Repeat every entry exactly. Pictures stay out.
┌──
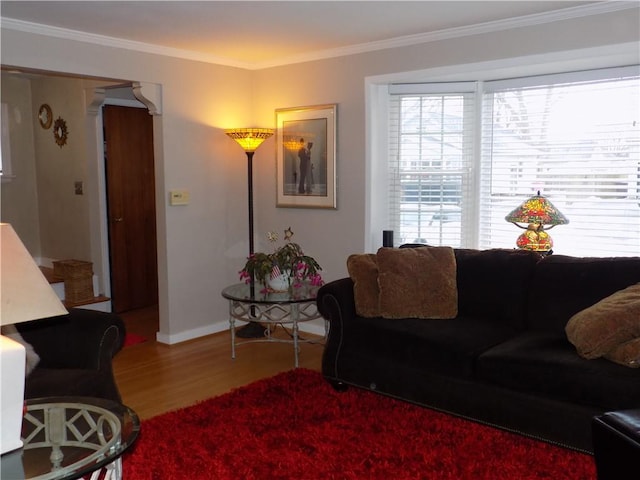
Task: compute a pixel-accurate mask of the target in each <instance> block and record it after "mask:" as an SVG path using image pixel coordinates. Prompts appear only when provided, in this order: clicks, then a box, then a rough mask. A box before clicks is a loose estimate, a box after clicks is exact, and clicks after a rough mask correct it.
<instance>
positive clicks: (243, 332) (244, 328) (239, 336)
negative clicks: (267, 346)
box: [236, 322, 266, 338]
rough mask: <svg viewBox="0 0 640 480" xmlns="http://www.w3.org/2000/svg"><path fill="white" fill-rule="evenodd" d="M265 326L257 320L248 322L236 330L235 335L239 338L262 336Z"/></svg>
mask: <svg viewBox="0 0 640 480" xmlns="http://www.w3.org/2000/svg"><path fill="white" fill-rule="evenodd" d="M265 331H266V328H265V327H264V326H262V325H260V324H259V323H258V322H249V323H247V324H246V325H245V326H244V327H240V328H239V329H238V330H236V337H240V338H262V337H264V332H265Z"/></svg>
└──
→ **Result below**:
Task: compute a pixel-accurate mask of the target in each <instance> block and record it after "mask:" as an SVG path using image pixel coordinates. Prompts appear only when provided, in this order: clicks, then a box, then a rough mask. A box before clicks is a loose estimate, a box after clicks is exact, and clicks after a rough mask correct it.
<instance>
positive clicks: (243, 332) (244, 328) (239, 336)
negative clicks: (267, 346)
box: [236, 322, 266, 338]
rough mask: <svg viewBox="0 0 640 480" xmlns="http://www.w3.org/2000/svg"><path fill="white" fill-rule="evenodd" d="M265 326L257 320L248 322L236 330L235 335L239 338L262 336Z"/></svg>
mask: <svg viewBox="0 0 640 480" xmlns="http://www.w3.org/2000/svg"><path fill="white" fill-rule="evenodd" d="M265 331H266V328H265V327H264V326H262V325H260V324H259V323H258V322H249V323H247V324H246V325H245V326H244V327H240V328H239V329H238V330H236V337H240V338H262V337H264V332H265Z"/></svg>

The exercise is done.